• [Given passage]
*** Begin section ***

Pakistan Post in the Digital Age: Can It Keep Up with Private Couriers?

In today’s fast-paced digital economy, efficient and reliable courier services are essential for e-commerce growth. While private courier companies in Pakistan have embraced modern technology, offering fast deliveries, real-time tracking, and seamless digital payments, Pakistan Post continues to struggle with outdated systems and operational inefficiencies. As e-commerce expands, the question arises: In this digital age can Pakistan Post modernize its services to compete with private couriers?
Pakistan’s e-commerce sector is rapidly expanding, yet courier services currently hold only a 4-5% share in this growing market. This indicates a significant opportunity for Pakistan Post to increase its market presence by adopting modern technology and offering competitive services.
These insights were shared during a meeting of the Senate Standing Committee on Communications, chaired by Senator Pervaiz Rashid. The committee convened to review Pakistan Post’s financial performance, operational efficiency, and strategies to improve revenue generation in the ongoing fiscal year.
Pakistan Post in the Digital Age: Can It Keep Up with Private Couriers?
Officials briefed the committee that Pakistan Post earned Rs 9.2 billion in the last fiscal year. However, its total expenditures amounted to Rs27 billion, highlighting the financial strain on the organization. Salaries and allowances remain the highest expenses for the department. The Director General (DG) of Pakistan Post noted that managing employee-related costs is a key concern.

*** End section ***

• [Task set]
- 1) For each statement about the Pakistan Post article, answer yes or no depending on whether the article supports it, and quote the words that decide it. (a) Pakistan Post earned Rs 9.2 billion in the last fiscal year. (b) Courier services hold about a 10% share of Pakistan's e-commerce market. (c) Fuel and transport are the department's highest expenses.
- 2) According to the Pakistan Post article, who chaired the Senate Standing Committee on Communications meeting?
Use only the Pakistan Post article for your answers.

[Saved entries]
*** Begin section ***

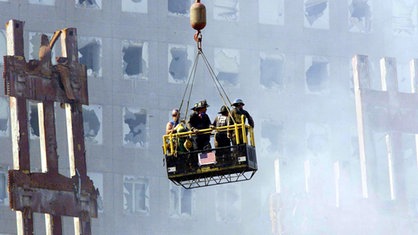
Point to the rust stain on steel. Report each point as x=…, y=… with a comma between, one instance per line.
x=66, y=82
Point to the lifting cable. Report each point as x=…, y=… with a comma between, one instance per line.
x=198, y=22
x=190, y=81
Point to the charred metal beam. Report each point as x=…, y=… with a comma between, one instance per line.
x=66, y=82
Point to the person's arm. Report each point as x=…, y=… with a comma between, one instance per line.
x=250, y=119
x=169, y=128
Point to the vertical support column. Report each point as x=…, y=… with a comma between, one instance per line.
x=48, y=139
x=75, y=130
x=360, y=67
x=49, y=156
x=19, y=123
x=394, y=139
x=413, y=64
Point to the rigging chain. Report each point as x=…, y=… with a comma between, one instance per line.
x=190, y=81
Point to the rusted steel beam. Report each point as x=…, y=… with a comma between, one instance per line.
x=66, y=82
x=19, y=124
x=66, y=196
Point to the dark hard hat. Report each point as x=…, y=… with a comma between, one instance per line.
x=223, y=109
x=201, y=104
x=237, y=101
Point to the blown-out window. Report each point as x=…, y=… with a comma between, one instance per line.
x=227, y=10
x=90, y=53
x=134, y=60
x=316, y=74
x=272, y=71
x=360, y=16
x=134, y=127
x=88, y=3
x=135, y=6
x=271, y=12
x=180, y=201
x=92, y=123
x=316, y=14
x=227, y=66
x=180, y=62
x=136, y=195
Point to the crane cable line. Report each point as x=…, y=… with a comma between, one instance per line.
x=191, y=79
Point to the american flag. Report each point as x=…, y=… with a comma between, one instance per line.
x=207, y=158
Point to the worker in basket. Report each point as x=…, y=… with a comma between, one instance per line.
x=236, y=117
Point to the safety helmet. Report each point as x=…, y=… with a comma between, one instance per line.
x=200, y=104
x=237, y=101
x=223, y=109
x=174, y=112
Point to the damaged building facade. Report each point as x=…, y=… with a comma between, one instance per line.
x=334, y=156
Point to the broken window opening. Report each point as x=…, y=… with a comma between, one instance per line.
x=89, y=4
x=317, y=75
x=134, y=127
x=179, y=7
x=317, y=138
x=227, y=10
x=134, y=60
x=136, y=6
x=316, y=13
x=180, y=201
x=92, y=119
x=271, y=12
x=272, y=132
x=228, y=204
x=360, y=16
x=43, y=2
x=180, y=63
x=227, y=65
x=136, y=195
x=4, y=117
x=33, y=120
x=90, y=54
x=271, y=72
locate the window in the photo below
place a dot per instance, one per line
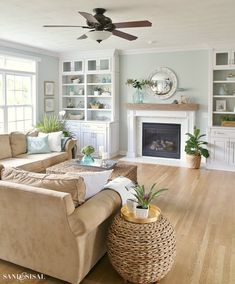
(17, 94)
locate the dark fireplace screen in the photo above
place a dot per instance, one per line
(161, 140)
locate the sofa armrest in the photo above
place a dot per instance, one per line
(94, 212)
(69, 145)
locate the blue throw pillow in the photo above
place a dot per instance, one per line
(38, 145)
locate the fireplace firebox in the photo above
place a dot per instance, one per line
(161, 140)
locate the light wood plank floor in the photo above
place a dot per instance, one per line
(201, 206)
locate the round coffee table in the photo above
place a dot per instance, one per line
(141, 253)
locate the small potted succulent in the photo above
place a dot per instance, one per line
(87, 158)
(143, 199)
(97, 91)
(194, 149)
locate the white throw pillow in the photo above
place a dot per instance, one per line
(54, 140)
(94, 181)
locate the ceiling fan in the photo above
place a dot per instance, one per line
(101, 27)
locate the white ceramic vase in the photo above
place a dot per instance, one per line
(141, 213)
(131, 205)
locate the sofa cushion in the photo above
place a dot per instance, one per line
(94, 181)
(54, 140)
(38, 145)
(35, 162)
(5, 147)
(18, 143)
(73, 185)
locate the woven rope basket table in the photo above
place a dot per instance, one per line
(141, 253)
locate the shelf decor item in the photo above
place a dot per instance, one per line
(194, 149)
(220, 105)
(87, 158)
(49, 104)
(97, 91)
(96, 105)
(138, 95)
(144, 199)
(228, 121)
(49, 88)
(223, 90)
(231, 77)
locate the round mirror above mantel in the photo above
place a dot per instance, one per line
(164, 83)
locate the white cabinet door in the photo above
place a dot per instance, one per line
(224, 59)
(219, 151)
(231, 152)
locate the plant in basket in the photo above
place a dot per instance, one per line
(87, 158)
(143, 199)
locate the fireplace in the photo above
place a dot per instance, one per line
(161, 140)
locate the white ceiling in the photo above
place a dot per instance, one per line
(176, 23)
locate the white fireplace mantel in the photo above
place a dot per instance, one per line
(158, 113)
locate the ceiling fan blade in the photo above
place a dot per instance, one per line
(82, 37)
(64, 26)
(134, 24)
(90, 18)
(124, 35)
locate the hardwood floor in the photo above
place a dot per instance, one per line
(201, 206)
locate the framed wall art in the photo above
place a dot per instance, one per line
(49, 104)
(49, 88)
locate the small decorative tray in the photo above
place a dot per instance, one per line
(154, 213)
(99, 164)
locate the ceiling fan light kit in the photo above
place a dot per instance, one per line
(102, 27)
(98, 35)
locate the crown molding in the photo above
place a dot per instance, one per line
(163, 49)
(89, 53)
(19, 46)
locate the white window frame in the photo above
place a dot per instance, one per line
(34, 79)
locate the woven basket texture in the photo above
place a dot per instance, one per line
(141, 253)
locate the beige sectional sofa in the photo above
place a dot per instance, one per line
(42, 230)
(13, 153)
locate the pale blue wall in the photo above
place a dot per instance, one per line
(48, 70)
(191, 68)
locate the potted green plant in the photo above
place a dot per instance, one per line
(87, 158)
(143, 199)
(97, 91)
(52, 123)
(138, 96)
(194, 149)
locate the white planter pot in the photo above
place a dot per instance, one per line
(96, 93)
(131, 205)
(142, 213)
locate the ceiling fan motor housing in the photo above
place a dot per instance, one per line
(105, 23)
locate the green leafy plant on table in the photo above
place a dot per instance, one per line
(143, 198)
(194, 148)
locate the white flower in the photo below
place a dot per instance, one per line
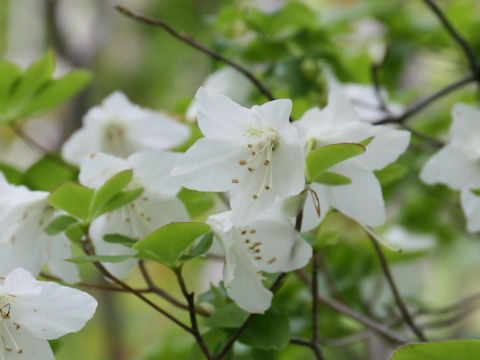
(226, 81)
(362, 199)
(267, 244)
(254, 153)
(456, 164)
(121, 128)
(23, 242)
(365, 101)
(32, 312)
(157, 206)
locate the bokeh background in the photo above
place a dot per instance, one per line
(286, 43)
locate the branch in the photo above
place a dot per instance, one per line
(197, 45)
(190, 297)
(391, 282)
(348, 311)
(467, 49)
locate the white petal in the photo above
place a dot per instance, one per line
(152, 169)
(98, 168)
(219, 116)
(56, 311)
(210, 165)
(362, 200)
(246, 287)
(471, 208)
(450, 167)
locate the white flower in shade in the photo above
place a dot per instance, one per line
(121, 128)
(157, 206)
(266, 244)
(362, 199)
(365, 101)
(23, 243)
(32, 312)
(254, 153)
(226, 81)
(456, 164)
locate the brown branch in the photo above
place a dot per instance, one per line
(197, 45)
(467, 49)
(351, 313)
(190, 297)
(396, 294)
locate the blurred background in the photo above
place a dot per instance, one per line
(287, 44)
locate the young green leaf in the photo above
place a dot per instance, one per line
(119, 239)
(171, 240)
(441, 350)
(60, 224)
(270, 331)
(112, 187)
(325, 157)
(73, 198)
(331, 178)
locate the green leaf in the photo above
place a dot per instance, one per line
(60, 224)
(99, 258)
(330, 178)
(110, 189)
(171, 240)
(46, 174)
(121, 199)
(270, 331)
(441, 350)
(228, 316)
(391, 173)
(201, 248)
(73, 198)
(57, 92)
(119, 239)
(325, 157)
(36, 75)
(10, 74)
(12, 175)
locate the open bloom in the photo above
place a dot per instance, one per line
(362, 199)
(266, 244)
(32, 312)
(254, 153)
(121, 128)
(157, 206)
(456, 164)
(23, 242)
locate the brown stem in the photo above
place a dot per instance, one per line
(194, 43)
(190, 297)
(391, 282)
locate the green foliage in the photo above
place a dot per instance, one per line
(319, 160)
(169, 242)
(34, 91)
(441, 350)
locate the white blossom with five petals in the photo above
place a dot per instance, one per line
(120, 128)
(456, 164)
(157, 206)
(23, 242)
(256, 154)
(32, 312)
(362, 199)
(267, 244)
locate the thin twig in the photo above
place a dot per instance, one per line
(419, 105)
(467, 49)
(351, 313)
(194, 43)
(396, 294)
(190, 297)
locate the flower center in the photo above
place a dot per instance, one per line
(7, 326)
(262, 141)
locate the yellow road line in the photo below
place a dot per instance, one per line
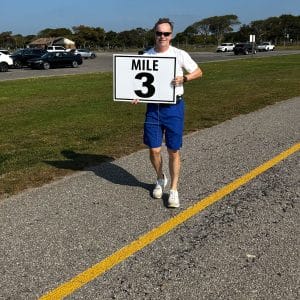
(90, 274)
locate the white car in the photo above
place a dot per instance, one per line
(85, 53)
(266, 46)
(225, 47)
(5, 62)
(56, 49)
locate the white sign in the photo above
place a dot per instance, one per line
(147, 78)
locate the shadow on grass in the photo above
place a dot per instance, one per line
(101, 165)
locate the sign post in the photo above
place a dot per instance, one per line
(252, 41)
(147, 78)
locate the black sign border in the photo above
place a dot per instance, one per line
(143, 100)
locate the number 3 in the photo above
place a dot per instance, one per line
(150, 88)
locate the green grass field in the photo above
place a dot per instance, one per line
(53, 126)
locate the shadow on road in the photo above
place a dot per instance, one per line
(101, 165)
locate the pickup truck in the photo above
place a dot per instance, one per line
(266, 46)
(224, 47)
(5, 62)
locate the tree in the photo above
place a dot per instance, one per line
(217, 26)
(86, 36)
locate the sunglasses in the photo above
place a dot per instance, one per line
(159, 33)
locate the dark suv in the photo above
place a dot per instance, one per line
(20, 57)
(244, 48)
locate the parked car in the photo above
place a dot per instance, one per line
(224, 47)
(4, 51)
(85, 53)
(55, 60)
(5, 62)
(244, 48)
(56, 49)
(266, 46)
(20, 57)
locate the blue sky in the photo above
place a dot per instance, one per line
(31, 16)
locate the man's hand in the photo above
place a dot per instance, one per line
(135, 101)
(178, 80)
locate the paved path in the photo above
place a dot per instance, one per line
(245, 246)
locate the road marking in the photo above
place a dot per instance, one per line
(98, 269)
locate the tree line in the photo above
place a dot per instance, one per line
(209, 31)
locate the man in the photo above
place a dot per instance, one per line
(168, 119)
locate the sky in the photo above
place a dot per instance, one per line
(31, 16)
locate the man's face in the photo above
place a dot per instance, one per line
(163, 35)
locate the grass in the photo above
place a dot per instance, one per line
(53, 126)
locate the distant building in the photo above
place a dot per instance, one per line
(57, 41)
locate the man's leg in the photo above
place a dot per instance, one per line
(161, 182)
(156, 160)
(174, 167)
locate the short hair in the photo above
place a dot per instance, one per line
(162, 21)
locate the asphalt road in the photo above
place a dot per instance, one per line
(104, 63)
(245, 246)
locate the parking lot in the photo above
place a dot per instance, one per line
(104, 63)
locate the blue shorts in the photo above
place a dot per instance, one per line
(164, 119)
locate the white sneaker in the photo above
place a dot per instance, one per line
(173, 200)
(159, 187)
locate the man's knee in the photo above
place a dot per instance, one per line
(173, 153)
(155, 151)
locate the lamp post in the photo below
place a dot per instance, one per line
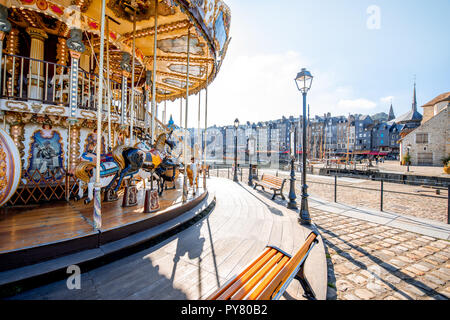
(236, 126)
(251, 153)
(408, 148)
(303, 82)
(292, 204)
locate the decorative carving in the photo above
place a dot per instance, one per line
(61, 55)
(37, 33)
(125, 63)
(145, 9)
(179, 45)
(55, 110)
(5, 25)
(75, 42)
(36, 107)
(16, 105)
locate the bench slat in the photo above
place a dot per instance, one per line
(272, 289)
(269, 278)
(247, 274)
(248, 287)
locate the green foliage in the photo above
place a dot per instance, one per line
(446, 160)
(407, 158)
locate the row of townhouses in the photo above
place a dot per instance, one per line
(327, 136)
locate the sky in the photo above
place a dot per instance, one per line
(362, 54)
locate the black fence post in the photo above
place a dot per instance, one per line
(335, 188)
(448, 205)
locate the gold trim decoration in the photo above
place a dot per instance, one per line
(17, 106)
(55, 110)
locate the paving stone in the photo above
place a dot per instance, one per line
(331, 294)
(391, 241)
(341, 269)
(414, 290)
(359, 280)
(364, 294)
(393, 279)
(397, 263)
(351, 297)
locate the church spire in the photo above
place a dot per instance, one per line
(391, 113)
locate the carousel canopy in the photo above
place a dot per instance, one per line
(206, 21)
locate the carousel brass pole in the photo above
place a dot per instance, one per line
(132, 79)
(206, 128)
(108, 85)
(181, 112)
(97, 189)
(165, 109)
(155, 46)
(185, 187)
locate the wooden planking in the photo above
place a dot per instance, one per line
(61, 220)
(182, 267)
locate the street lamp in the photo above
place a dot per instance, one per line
(303, 81)
(292, 204)
(251, 153)
(236, 126)
(408, 148)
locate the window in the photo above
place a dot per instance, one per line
(422, 138)
(425, 159)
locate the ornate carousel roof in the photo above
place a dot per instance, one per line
(206, 21)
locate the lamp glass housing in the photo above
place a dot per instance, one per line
(304, 80)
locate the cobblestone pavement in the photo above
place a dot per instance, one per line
(413, 201)
(368, 261)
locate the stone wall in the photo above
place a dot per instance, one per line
(438, 144)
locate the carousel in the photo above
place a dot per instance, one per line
(84, 157)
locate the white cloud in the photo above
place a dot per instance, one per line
(356, 105)
(261, 87)
(387, 99)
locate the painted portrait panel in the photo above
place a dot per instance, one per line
(46, 154)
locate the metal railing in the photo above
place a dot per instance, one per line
(381, 197)
(28, 79)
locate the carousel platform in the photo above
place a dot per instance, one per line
(192, 263)
(48, 239)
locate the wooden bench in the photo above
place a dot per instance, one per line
(206, 168)
(268, 276)
(273, 183)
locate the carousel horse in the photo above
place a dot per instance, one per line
(193, 173)
(124, 163)
(141, 159)
(167, 170)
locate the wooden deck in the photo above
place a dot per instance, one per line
(24, 228)
(196, 261)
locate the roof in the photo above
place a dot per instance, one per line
(410, 116)
(440, 98)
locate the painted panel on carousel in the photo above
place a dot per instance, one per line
(90, 146)
(46, 154)
(10, 167)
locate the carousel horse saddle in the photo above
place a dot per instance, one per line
(108, 168)
(88, 156)
(153, 157)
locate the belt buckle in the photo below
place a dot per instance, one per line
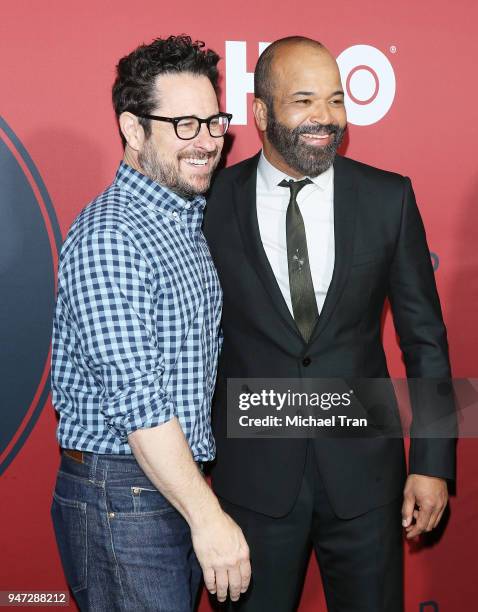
(74, 454)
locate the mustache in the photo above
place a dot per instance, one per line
(318, 129)
(199, 154)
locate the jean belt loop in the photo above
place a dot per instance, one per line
(93, 465)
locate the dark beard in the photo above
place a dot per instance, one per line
(167, 174)
(306, 159)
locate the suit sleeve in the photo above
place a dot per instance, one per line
(422, 335)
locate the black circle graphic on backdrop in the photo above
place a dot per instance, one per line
(30, 240)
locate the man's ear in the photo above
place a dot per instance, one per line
(132, 130)
(259, 109)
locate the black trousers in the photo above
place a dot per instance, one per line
(360, 559)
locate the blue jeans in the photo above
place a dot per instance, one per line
(122, 545)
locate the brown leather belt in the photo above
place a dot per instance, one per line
(76, 455)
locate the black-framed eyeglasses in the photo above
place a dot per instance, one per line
(188, 127)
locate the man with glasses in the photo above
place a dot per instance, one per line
(135, 347)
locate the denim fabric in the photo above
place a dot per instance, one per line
(122, 545)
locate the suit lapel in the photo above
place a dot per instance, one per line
(345, 209)
(246, 213)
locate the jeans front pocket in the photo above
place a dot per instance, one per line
(70, 523)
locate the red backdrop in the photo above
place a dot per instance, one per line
(56, 70)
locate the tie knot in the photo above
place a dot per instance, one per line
(294, 186)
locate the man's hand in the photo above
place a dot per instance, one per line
(424, 499)
(223, 555)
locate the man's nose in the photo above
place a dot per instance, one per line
(204, 140)
(322, 114)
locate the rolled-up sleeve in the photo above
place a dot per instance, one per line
(114, 300)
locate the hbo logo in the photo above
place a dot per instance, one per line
(367, 76)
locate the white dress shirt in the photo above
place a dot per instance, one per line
(316, 204)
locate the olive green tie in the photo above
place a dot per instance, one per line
(302, 295)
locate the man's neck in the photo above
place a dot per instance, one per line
(131, 158)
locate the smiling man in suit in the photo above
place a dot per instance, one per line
(308, 246)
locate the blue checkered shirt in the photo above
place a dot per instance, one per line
(136, 328)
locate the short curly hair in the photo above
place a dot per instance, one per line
(134, 86)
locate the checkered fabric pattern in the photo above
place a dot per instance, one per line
(136, 328)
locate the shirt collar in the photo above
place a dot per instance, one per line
(152, 193)
(272, 176)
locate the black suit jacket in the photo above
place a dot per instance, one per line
(380, 252)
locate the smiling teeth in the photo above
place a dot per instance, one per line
(197, 162)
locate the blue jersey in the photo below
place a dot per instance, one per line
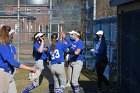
(74, 46)
(6, 58)
(13, 49)
(100, 51)
(39, 56)
(57, 56)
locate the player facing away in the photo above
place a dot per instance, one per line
(56, 55)
(7, 83)
(76, 57)
(40, 55)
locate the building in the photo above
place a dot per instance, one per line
(128, 14)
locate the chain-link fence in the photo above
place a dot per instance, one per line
(45, 16)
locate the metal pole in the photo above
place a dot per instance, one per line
(58, 29)
(18, 30)
(94, 14)
(49, 36)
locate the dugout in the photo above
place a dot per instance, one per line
(128, 24)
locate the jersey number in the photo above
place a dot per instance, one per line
(55, 54)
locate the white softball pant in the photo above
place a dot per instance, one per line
(7, 83)
(59, 75)
(75, 68)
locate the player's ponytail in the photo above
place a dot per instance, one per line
(81, 34)
(54, 38)
(34, 41)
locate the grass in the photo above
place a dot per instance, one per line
(22, 82)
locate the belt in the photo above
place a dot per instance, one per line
(75, 60)
(56, 63)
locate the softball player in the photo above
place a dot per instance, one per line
(12, 48)
(76, 57)
(39, 53)
(7, 84)
(56, 54)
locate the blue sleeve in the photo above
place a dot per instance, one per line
(7, 58)
(14, 50)
(48, 53)
(100, 48)
(65, 46)
(36, 46)
(80, 45)
(68, 42)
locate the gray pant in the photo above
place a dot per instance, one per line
(59, 75)
(74, 71)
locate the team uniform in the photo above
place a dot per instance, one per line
(101, 62)
(76, 63)
(7, 62)
(57, 66)
(41, 63)
(13, 51)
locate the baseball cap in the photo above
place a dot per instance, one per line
(100, 32)
(74, 32)
(11, 31)
(39, 35)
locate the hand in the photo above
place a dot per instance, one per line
(34, 69)
(92, 50)
(63, 34)
(41, 39)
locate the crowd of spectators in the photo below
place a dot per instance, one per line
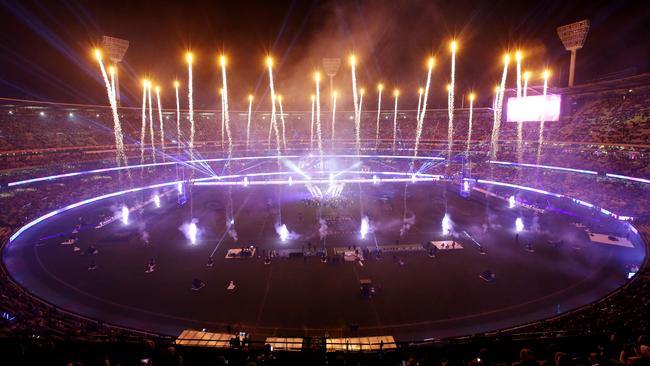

*** End section ***

• [Task-by-task results]
- 1)
(a) Yes: "Pakistan Post earned Rs 9.2 billion in the last fiscal year."
(b) No: "courier services currently hold only a 4-5% share in this growing market."
(c) No: "Salaries and allowances remain the highest expenses for the department."

- 2) Senator Pervaiz Rashid.